Ontario has greatest rise in rich-poor gap in Canada: report
Posted on September 1, 2012 in Equality Debates
Source: Globe & Mail — Authors: Gustavo Vieira
TheGlobeandMail.com – news/national
Aug. 29 2012. Gustavo Vieira Toronto — The Canadian Press
Ontario has the largest increase in income inequality, the worst record on affordable housing and the poorest funding of public services among all provinces, a coalition of labour and community groups said Wednesday.
The report by the Ontario Common Front puts the province at the bottom of the pack when it comes to funding and access to public programs and services ranging from health care to education and justice to disability benefits.
“Falling Behind: Ontario’s Backslide into Widening Inequality, Growing Poverty and Cuts to Social Programs” draws on numerous select studies and government statistics from different time periods to come to its conclusions.
The report says the austerity budget brought in this year by Premier Dalton McGuinty to fight a $15-billion deficit will worsen the province’s record in spite of the Liberal government’s promise to eliminate poverty.
John Milloy, Minister of Community and Social Services, said he had not had a chance to read the report but defended the government’s efforts to combat poverty.
“We realize that the system needs fixing. I’m the first to admit that there are some huge problems with it,” Mr. Milloy said.
“I think now we’ve increased the rate of social assistance by 14 per cent. We’ve also invested hundreds and hundreds of thousands of dollars in affordable housing … we’re also looking to reform social assistance.”
Over the last generation, from 1981 to 2010, Ontario experienced the largest change in income inequality of any province in Canada, the report says.
During the same period, it says Ontario had the country’s second highest increase in the poverty rate. The document cites Statistics Canada data showing the percentage of Ontarians living below the low income threshold rising from 9.4 per cent in 1981, to 13.1 per cent in 2009.
“The fact is that if you were born after 1981, you have lived every year of your life in a society that is becoming more unequal,” said Natalie Mehra, director of the Ontario Health Coalition and principal author of the report.

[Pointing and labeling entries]
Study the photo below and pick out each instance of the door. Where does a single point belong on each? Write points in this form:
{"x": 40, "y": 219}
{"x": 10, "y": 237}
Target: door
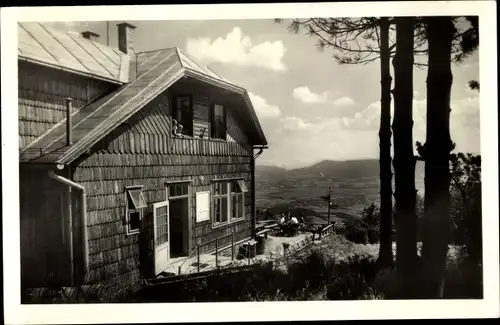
{"x": 162, "y": 236}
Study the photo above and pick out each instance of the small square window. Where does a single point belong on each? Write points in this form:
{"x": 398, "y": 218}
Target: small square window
{"x": 135, "y": 206}
{"x": 134, "y": 218}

● Given request 1
According to the article on Ontario's rich-poor gap, who was the principal author of the report?
● Given request 2
Quote the passage of the article on Ontario's rich-poor gap that opens with the words containing "The report says the" and closes with "the report says.".
● Given request 3
Summarize the article on Ontario's rich-poor gap in two sentences.

● Problem solution 1
Natalie Mehra, director of the Ontario Health Coalition.

● Problem solution 2
The report says the austerity budget brought in this year by Premier Dalton McGuinty to fight a $15-billion deficit will worsen the province’s record in spite of the Liberal government’s promise to eliminate poverty.
John Milloy, Minister of Community and Social Services, said he had not had a chance to read the report but defended the government’s efforts to combat poverty.
“We realize that the system needs fixing. I’m the first to admit that there are some huge problems with it,” Mr. Milloy said.
“I think now we’ve increased the rate of social assistance by 14 per cent. We’ve also invested hundreds and hundreds of thousands of dollars in affordable housing … we’re also looking to reform social assistance.”
Over the last generation, from 1981 to 2010, Ontario experienced the largest change in income inequality of any province in Canada, the report says.

● Problem solution 3
A report by the Ontario Common Front, a coalition of labor and community groups, says Ontario has the largest increase in income inequality, the worst record on affordable housing and the poorest funding of public services among all provinces. The report says the province's austerity budget will worsen that record, while Minister John Milloy, who had not read it, admitted the system needs fixing and defended the government's efforts to combat poverty.